### Reading passage:
It’s best, of course, to go on the chocolate tour yourself by reading the book. For myself, I want mostly to point to just two of my favorite pieces. The first is what Calabresi doesn’t want for the future of law and economics: he doesn’t want economic analysts of law to keep on talking at lawyers. That kind of unidirectional application of insights from one field to another—what he terms “Economic Analysis of Law”—just can’t capture or explain either “legal reality” or “human experience.” “In this sense,” he explains, in a move that grounds his vision of the interactive future, “while in Economic Analysis of Law economics dominates and law is its subject of analysis and criticism, in Law and Economics the relationship is bilateral.”

law and econ talking

In Calabresi’s view, the relationship between the disciplines should be based on a give and take, where each sometimes talks and the other listens. Calabresi’s view of the future of law and economics, then, is a distinctively friendly one: a social, creative, interactive future where economists and everyday lawyers meet over drinks to share their insights with one another, and to gradually illuminate the realities of human behavior. Is this the best possible future for law and economics? Whether it is or not, it may be the kind of future that the modern digital generation is best poised to make reality.

To expand on this thought, let me start by pointing to the second piece of the book I wanted to review: the book’s remarkable culmination, a wacky and/or brilliant exhortation to economists to help lawyers—and everyone, really—enjoy the simple, creative things in life: ordinary wine, child-rearing, macramé. Yes really: even the “now often devalued arts like knitting, quilt making, and lacework” have a central role to play in the future of law and economics. If this sounds crazy, well—it is. But what’s even crazier is that, if you read this book, you may—like me—end up with an uneasy inkling that it could also be true.

The fact that I am skipping from the beginning to the end should not dissuade the reader, and indeed, the ending is best savored in light of the craftsmanship of the preceding courses. These are delicious: the first the spicy critique of “economic analysis of law” sketched above, followed by a crunchy/soft confection of commodification and commandification, a peppery treatment of inequality, the unexpectedly smoothness of the insights on altruism, a carefully self-referential redux of the liability rule, a biting treatment “of tastes and values ignored.” Each builds on the previous until: at the zenith of this extraordinary collection of expertise, the book concludes with his sudden and even uncomfortable paean to ordinariness.

The impact of this conclusion is difficult to overstate. It is as if, after touring the boutique and having our minds blown by the chocolatier’s sheer mastery of his art, and the layered beauty created by this gift for pulling disparate ingredients together into an intuitive whole, the master ushered us out of the door by encouraging us to go home and make our own hot chocolate with Swiss Miss and tap water. Really? Really?

The author knows himself to be pushing the envelope here, and he is. Given the title, we are all on notice that this is supposed to be a book about the future of law and economics, but this is radical. Can law or economics really be ready for this kind of Warholization—for this deliberate exultation in the everyday and the mundane?

### Extracted data:
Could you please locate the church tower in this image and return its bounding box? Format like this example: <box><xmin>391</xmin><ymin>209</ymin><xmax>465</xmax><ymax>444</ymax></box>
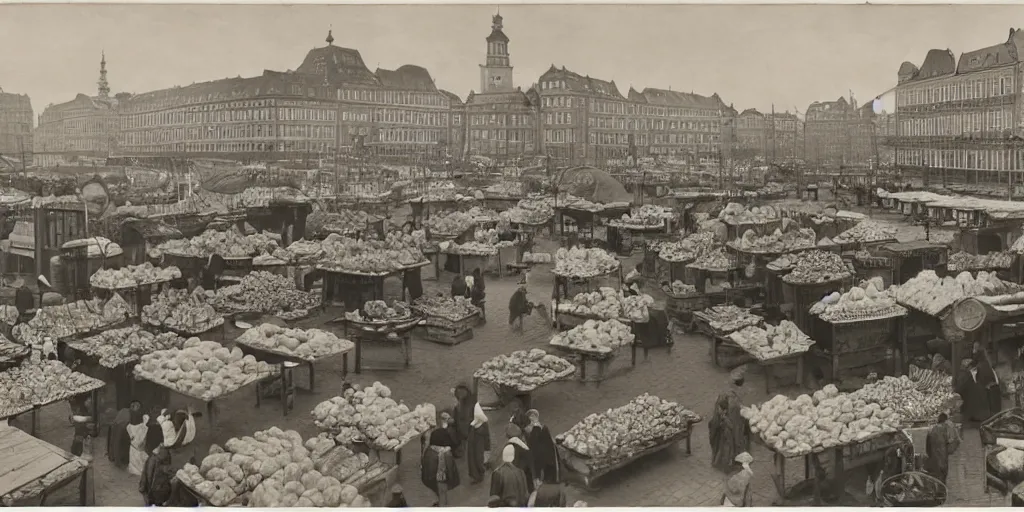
<box><xmin>96</xmin><ymin>51</ymin><xmax>111</xmax><ymax>98</ymax></box>
<box><xmin>480</xmin><ymin>13</ymin><xmax>515</xmax><ymax>93</ymax></box>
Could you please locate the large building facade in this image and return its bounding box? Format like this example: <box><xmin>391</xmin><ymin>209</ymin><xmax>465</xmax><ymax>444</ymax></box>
<box><xmin>887</xmin><ymin>29</ymin><xmax>1024</xmax><ymax>183</ymax></box>
<box><xmin>0</xmin><ymin>89</ymin><xmax>33</xmax><ymax>165</ymax></box>
<box><xmin>34</xmin><ymin>55</ymin><xmax>127</xmax><ymax>166</ymax></box>
<box><xmin>119</xmin><ymin>34</ymin><xmax>457</xmax><ymax>161</ymax></box>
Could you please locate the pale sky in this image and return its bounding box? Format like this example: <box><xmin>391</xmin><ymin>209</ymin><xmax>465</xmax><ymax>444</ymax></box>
<box><xmin>0</xmin><ymin>4</ymin><xmax>1024</xmax><ymax>121</ymax></box>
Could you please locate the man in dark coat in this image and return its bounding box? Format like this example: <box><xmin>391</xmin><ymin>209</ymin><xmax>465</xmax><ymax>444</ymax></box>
<box><xmin>925</xmin><ymin>413</ymin><xmax>961</xmax><ymax>483</ymax></box>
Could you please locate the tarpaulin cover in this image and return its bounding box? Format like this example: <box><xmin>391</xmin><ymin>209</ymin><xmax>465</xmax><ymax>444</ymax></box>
<box><xmin>556</xmin><ymin>167</ymin><xmax>633</xmax><ymax>204</ymax></box>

### Work item:
Continue the review of Calabresi's book on the future of law and economics, starting after its last sentence.

### Answer for the task:
Well…perhaps. At the least, I think that this approach will find fertile ground with the so-called “read-write” generation: the generation of scholars developing now, who have always engaged with the world through digital networks, and who carry with them a presumption that scholarship—like the rest of their lives—involves listening and talking: reading and writing.

But before I develop that further, let me explain a bit more about how exactly Calabresi ends up where he does.

First, it’s worth noting that Calabresi is does not reject the extraordinary: but while fine wines, sexual acrobatics, and Yankees pitching may all be very well, he suggests they are rare and scarce and costly, and probably best left to professionals. Wouldn’t the world be better—wouldn’t there be more value, more happiness, more delight in the world—if people appreciated things that were common? Law can help shape people’s values, he points out, with a hat tip to critical legal studies. So why not shape values so that preferences can be commonly satisfied, so that achieving that which we hold dear is made easier instead of harder? Economists, he says, can help us—lawyers, society—with this: not by hiding behind a false objectivity, but by deriving principles based on articulated normative priorities. The key is to take principles constitutive of a desirable society, and to derive sub-principles, which can then be used to construct legal interventions. (An even more inclusive view might point out that philosophers might be helpful here as well in identifying the right goals, and that non-economics social scientists might be useful in observing human behavior and testing the impact of selected interventions.)

Calabresi even takes a quick first cut at what key values might be. He adds the two principles “more is better than less” (i.e. bigger pies are better than smaller ones) + “a more equal distribution is better than a less equal one” (i.e. that equal divisions of pie are better than unequal ones) to come up with the conclusion that = “any tastes or values that increase the desire for things which are in common supply in that society—for things that are not scarce—will yield a larger joint maximization.”

This is already a lot to consume—perhaps particularly for economists, whom as Calabresi recognizes, have historically experienced a pervasive queasiness at the thought of recommending some tastes or values over others. But Calabresi doesn’t stop there: he brings a third and even more provocative principle to bear, suggesting that people have a “desire to create.” In combination with the prior principles, this leads him to two questions—the kinds of questions, he argues, that an interactive law and economics can help answer, for the purpose of determining the desirability of specific law and legal structures. These are “[f]irst: What creative activities are broadly available to people who do not have unusual skills? Second: What can law do to further the desirability of such activities?”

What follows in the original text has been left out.